Documentfragment:
Markten blijven stabiel ondanks geopolitieke spanningen

Door Koen Kersten op 1 juli 2025, leestijd: 8 minuten
Markten blijven stabiel ondanks geopolitieke spanningen

In een maand waarin het conflict in het Midden-Oosten dreigde te escaleren met mogelijk verregaande gevolgen voor de regio, gedroegen de financiële markten zich stoïcijns: de toenemende onrust had namelijk weinig invloed op de richting van de beurzen.

Zelfs toen de Verenigde Staten zich actief met het conflict gingen bemoeien, raakten beleggers niet van slag. Afgelopen maand sloten de koersen dan ook over het algemeen hoger dan een maand eerder. Daarmee werd de positieve lijn van de maand ervoor voortgezet.

De maand juni in het kort:
  • Ondanks de toenemende spanningen in het conflict tussen Israël en Iran blijven de beurzen stabiel. De onrust lijkt steeds minder invloed te hebben op de richting van de koersen. Wel bleek de olieprijs volatiel te zijn.
  • NAVO-landen verhogen hun defensie-uitgaven fors, wat kansen nieuwe kansen biedt. Niet alleen voor de defensiesector maar ook voor sectoren als techniek, ICT en logistiek
  • Lange tijd was het beleid van centrale banken unaniem en werden de rentes gezamenlijk verlaagd of verhoogd. Inmiddels kiezen centrale banken allemaal hun eigen koers
  • Semmie’s portefeuilles hebben de positieve lijn die vorige maand werd ingezet, voortgezet.

Getoond materiaal:

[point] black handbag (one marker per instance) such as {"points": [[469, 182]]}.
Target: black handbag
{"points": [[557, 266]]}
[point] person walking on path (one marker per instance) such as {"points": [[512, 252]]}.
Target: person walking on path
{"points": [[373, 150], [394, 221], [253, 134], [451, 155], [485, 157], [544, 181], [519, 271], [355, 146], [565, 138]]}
---
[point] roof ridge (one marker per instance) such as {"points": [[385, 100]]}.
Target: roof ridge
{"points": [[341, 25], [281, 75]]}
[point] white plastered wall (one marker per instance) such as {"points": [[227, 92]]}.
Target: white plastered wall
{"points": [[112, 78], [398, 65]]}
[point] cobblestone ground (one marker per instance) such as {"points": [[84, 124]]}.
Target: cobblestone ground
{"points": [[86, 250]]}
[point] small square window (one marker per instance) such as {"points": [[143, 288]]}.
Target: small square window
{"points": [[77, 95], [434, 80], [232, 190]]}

Te maken opdrachten:
**1)** Wat bleek volgens het artikel over de markten in juni volatiel te zijn?
**2)** Kopieer uit het artikel over de markten letterlijk het stuk dat begint met "In een maand" en doorloopt tot en met "maand ervoor voortgezet.".
Het materiaal speelt hierbij geen rol.

Antwoorden per opdracht:
**1)** De olieprijs.

**2)**
In een maand waarin het conflict in het Midden-Oosten dreigde te escaleren met mogelijk verregaande gevolgen voor de regio, gedroegen de financiële markten zich stoïcijns: de toenemende onrust had namelijk weinig invloed op de richting van de beurzen.

Zelfs toen de Verenigde Staten zich actief met het conflict gingen bemoeien, raakten beleggers niet van slag. Afgelopen maand sloten de koersen dan ook over het algemeen hoger dan een maand eerder. Daarmee werd de positieve lijn van de maand ervoor voortgezet.